-- BEGIN Listed entries --
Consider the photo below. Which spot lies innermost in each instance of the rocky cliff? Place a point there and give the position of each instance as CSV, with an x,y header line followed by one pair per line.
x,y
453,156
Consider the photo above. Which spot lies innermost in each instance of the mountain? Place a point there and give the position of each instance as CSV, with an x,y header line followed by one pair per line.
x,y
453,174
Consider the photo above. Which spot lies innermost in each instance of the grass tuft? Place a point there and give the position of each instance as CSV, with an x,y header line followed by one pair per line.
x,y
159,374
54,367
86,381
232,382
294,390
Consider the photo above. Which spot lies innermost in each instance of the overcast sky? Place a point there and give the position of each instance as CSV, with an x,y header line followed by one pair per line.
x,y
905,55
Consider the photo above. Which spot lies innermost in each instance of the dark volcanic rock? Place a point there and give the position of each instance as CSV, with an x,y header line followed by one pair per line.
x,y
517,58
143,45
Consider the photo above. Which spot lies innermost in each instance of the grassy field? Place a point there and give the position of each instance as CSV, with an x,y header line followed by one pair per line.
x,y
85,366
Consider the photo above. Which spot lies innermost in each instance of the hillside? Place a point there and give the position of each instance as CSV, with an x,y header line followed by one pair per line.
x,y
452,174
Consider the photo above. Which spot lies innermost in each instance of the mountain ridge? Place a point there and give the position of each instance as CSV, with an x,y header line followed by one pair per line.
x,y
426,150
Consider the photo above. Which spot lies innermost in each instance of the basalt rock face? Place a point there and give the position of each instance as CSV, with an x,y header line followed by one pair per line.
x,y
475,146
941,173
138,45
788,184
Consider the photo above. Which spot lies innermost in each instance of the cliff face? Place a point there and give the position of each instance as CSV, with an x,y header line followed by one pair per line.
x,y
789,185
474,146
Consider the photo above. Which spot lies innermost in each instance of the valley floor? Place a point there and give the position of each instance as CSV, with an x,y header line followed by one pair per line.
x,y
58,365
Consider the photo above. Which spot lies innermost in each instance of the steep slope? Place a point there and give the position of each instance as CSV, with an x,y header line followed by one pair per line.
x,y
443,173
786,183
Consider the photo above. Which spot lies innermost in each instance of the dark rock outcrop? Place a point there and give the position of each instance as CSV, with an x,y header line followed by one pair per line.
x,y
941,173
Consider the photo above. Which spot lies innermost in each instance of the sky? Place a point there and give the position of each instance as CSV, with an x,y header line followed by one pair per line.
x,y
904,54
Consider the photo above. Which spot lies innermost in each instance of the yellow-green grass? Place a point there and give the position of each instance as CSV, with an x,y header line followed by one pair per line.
-- END Listed entries --
Do this
Format every line of the entries above as a numbered list, omitting blank lines.

Task result
1. Consider the photo below. Which spot lies innermost in each instance of the rocky cliff? Place a point there and give the position of each instance as CSV, with an x,y header line followed by one pair per line.
2. x,y
3. 453,156
4. Consider the photo above. Which spot lies innermost in each instance of the mountain? Place a point there and give the position of each instance as CSV, with an x,y header line followed by one pair per line.
5. x,y
6. 453,174
7. Consider the photo above. Which spot lies innermost in each instance of the grass tuft? Place a point there and give the position of each instance as CSV, with an x,y header line followed by one pair per line.
8. x,y
9. 159,374
10. 54,367
11. 86,381
12. 232,382
13. 294,390
14. Consider the photo above. Which spot lies innermost in each instance of the overcast sky? Place a point there and give the position of each instance as CSV, with an x,y header line followed by one pair per line.
15. x,y
16. 905,55
17. Consider the photo above. Which spot lies innermost in each instance of the dark volcanic rock? Place a point there and give the position of each instance as CSV, with an x,y header line followed by one pair per line.
18. x,y
19. 517,58
20. 143,45
21. Consider the photo above. Which spot lies innermost in each instance of the grassy field? Place a point there and give the position of each instance as CSV, with an x,y header line followed by one pair per line.
22. x,y
23. 85,366
24. Consider the photo above. Which spot lies innermost in each instance of the hillside? Place a point there and give the position of each instance as CSV, with an x,y header line followed by one pair per line.
25. x,y
26. 452,174
27. Consider the photo above. Which spot lies innermost in each instance of the mountain ridge? Place a point there and give the position of each instance as CSV, with an x,y header line followed by one pair per line.
28. x,y
29. 426,150
30. Consider the photo above. Which spot lies innermost in each instance of the basalt rock face? Place a point there and give the position of each instance as CSV, with an x,y header line followed by one pair per line.
31. x,y
32. 475,146
33. 941,173
34. 138,45
35. 788,184
36. Consider the photo above. Which spot lies innermost in each instance of the cliff face? Place a point there and give the position of each instance as CSV, with an x,y header line followed by one pair per line.
37. x,y
38. 789,185
39. 474,146
40. Consider the photo above. Which spot lies innermost in each instance of the valley floor? Place a point there and give the position of each instance as CSV, with an x,y header line followed by one pair per line.
41. x,y
42. 58,365
43. Consider the photo above. Which spot lies innermost in each instance of the steep slope? Place a point there and give the position of each instance as CSV, with an x,y header line followed by one pair per line.
44. x,y
45. 443,173
46. 786,183
47. Consider the photo above. Which spot lies innermost in each instance of the dark rock outcrop? Place a point there and give the position of each instance as CSV, with an x,y header line followed by one pair per line.
48. x,y
49. 941,173
50. Consider the photo above. Which spot lies innermost in each instance of the sky? Place a point there and give the position of each instance as CSV, with an x,y header line followed by one pair per line.
51. x,y
52. 904,54
53. Consider the photo above. Which spot lies innermost in each instance of the yellow-green grass? Place a point there and give the position of each instance as CSV, with an x,y header line followed by one pair per line.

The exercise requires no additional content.